**INSTRUÇÕES DA TAREFA**: Você pode prosseguir a conversa sobre ideações suicidas a partir da última fala do trecho?

**TRECHO**:
+ + +

Otavio: É bem importante uma pessoa que faz de psicotrópicos manter sempre o estoque e tomar um remédios diligentemente, né.
Tiago: Eu gravei um vídeo com o Willian Chimura, do canal Canal Sobre Autismo, sobre depressão e aí ele relatou durante o conteúdo sobre as ideações suicidas, e aí uma coisa que eu e ele discutimos naquele vídeo é que parece, aparentemente, pela minha observação, que não vale a pena conversar sobre ideações suicidas com amigos. E eu falo isso porque as respostas que as pessoas comumente dão à pessoa que tem ideias suicidas são respostas padrão, previsíveis e que não ajudam em nada
Paulo: Isso é verdade, eu tenho que falar com uma pessoa que seja algo mais do que amigo. Você sabe, alguém que tenha muito tato para falar sobre isso, mas de preferência uma pessoa que já tenha passado por essa situação e que tenha superado. Somente a pessoa que passa por isso sabe como é sente vontade de acabar com tudo.

+ + +

**REGISTROS DE ORIGEM**:
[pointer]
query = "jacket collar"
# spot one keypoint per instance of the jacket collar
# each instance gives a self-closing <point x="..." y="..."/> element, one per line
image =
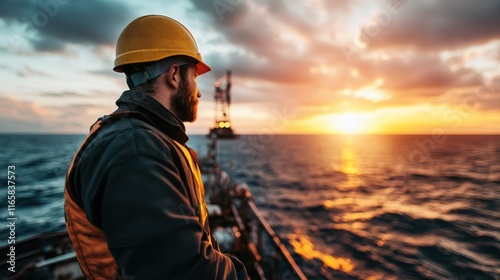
<point x="160" y="117"/>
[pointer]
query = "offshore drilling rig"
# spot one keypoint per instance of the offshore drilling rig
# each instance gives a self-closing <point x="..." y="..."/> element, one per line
<point x="222" y="98"/>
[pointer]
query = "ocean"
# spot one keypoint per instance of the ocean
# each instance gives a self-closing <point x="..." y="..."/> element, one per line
<point x="347" y="207"/>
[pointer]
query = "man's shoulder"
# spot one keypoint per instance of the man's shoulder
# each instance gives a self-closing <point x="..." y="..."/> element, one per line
<point x="131" y="137"/>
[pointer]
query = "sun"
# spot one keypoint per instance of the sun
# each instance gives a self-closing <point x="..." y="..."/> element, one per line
<point x="349" y="123"/>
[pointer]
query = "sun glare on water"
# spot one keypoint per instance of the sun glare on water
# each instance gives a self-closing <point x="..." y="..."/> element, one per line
<point x="349" y="123"/>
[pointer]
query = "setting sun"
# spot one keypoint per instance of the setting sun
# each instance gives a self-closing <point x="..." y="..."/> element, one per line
<point x="349" y="123"/>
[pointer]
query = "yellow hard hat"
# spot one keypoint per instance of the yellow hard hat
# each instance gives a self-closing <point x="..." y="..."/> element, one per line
<point x="155" y="37"/>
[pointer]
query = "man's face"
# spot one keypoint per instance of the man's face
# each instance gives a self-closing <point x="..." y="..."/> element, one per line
<point x="185" y="102"/>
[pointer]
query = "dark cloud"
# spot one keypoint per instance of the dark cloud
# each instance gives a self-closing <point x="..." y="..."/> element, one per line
<point x="50" y="24"/>
<point x="65" y="94"/>
<point x="435" y="25"/>
<point x="416" y="71"/>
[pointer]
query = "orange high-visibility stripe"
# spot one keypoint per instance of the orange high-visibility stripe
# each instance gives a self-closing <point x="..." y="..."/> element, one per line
<point x="89" y="242"/>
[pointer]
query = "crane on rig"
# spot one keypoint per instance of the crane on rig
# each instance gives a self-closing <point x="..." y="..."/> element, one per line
<point x="222" y="98"/>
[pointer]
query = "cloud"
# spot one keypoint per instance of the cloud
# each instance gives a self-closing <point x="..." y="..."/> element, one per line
<point x="435" y="25"/>
<point x="20" y="116"/>
<point x="65" y="94"/>
<point x="51" y="24"/>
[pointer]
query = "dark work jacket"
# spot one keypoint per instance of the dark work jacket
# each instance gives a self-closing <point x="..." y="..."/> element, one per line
<point x="137" y="182"/>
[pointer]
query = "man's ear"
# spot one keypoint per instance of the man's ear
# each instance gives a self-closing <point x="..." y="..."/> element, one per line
<point x="173" y="77"/>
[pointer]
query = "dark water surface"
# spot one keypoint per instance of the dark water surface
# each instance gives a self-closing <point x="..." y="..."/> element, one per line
<point x="348" y="207"/>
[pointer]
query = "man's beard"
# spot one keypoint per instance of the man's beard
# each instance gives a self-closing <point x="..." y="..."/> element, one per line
<point x="184" y="103"/>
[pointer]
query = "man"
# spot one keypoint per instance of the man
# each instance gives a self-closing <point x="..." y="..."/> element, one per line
<point x="134" y="199"/>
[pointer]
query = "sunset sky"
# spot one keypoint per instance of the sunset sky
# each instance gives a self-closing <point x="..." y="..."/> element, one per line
<point x="317" y="66"/>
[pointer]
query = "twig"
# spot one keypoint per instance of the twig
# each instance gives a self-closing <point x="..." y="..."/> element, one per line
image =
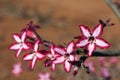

+ + +

**RESPOSTA DO EXERCÍCIO**:
Otavio: Sim, pode-se dizer que o tato nesse ponto é tão importante quanto ter empatia né?
Paulo: Pode-se dizer que os amigos vão ter boas intenções, mas com certeza não vão ter o tato para falar sobre isso.
Tiago: Sim, do ponto de vista de pessoas comuns, muitas vezes as pessoas falam “ah as coisas vão mudar, você vai passar disso”. Frases motivacionais, que parecem ter sido tiradas de livros de auto ajuda, ou então reações de espanto, que eu acho que também atrapalham bastante essas pessoas né, assim “nossa você não pode pensar nisso, que coisa absurda!”, ou aquela típica frase que é pior do que qualquer coisa né, digamos assim “ah tem gente que tá sofrendo mais que você”. Porque isso você culpa a pessoa pelo problema dela.
Otavio: Exato, isso você também fala, você tá se pondo num nível moralmente mais alto, porque você não pensa nisso, você deixa explícito que aquela pessoa é a única que pensa daquele jeito.
Paulo: Outra coisa péssima é falar que suicídio é covardia também.
Otavio: Exatamente, moralmente está enterrando a pessoa. Só falta ela se matar e você enterrar literalmente. Nesse ponto, existem inclusive situações previstas em lei, em que uma pessoa, se ela tem esse comportamento em relação alguém intenções suicidas, ela pode ser responsável legalmente. É chamado de assistência suicídio.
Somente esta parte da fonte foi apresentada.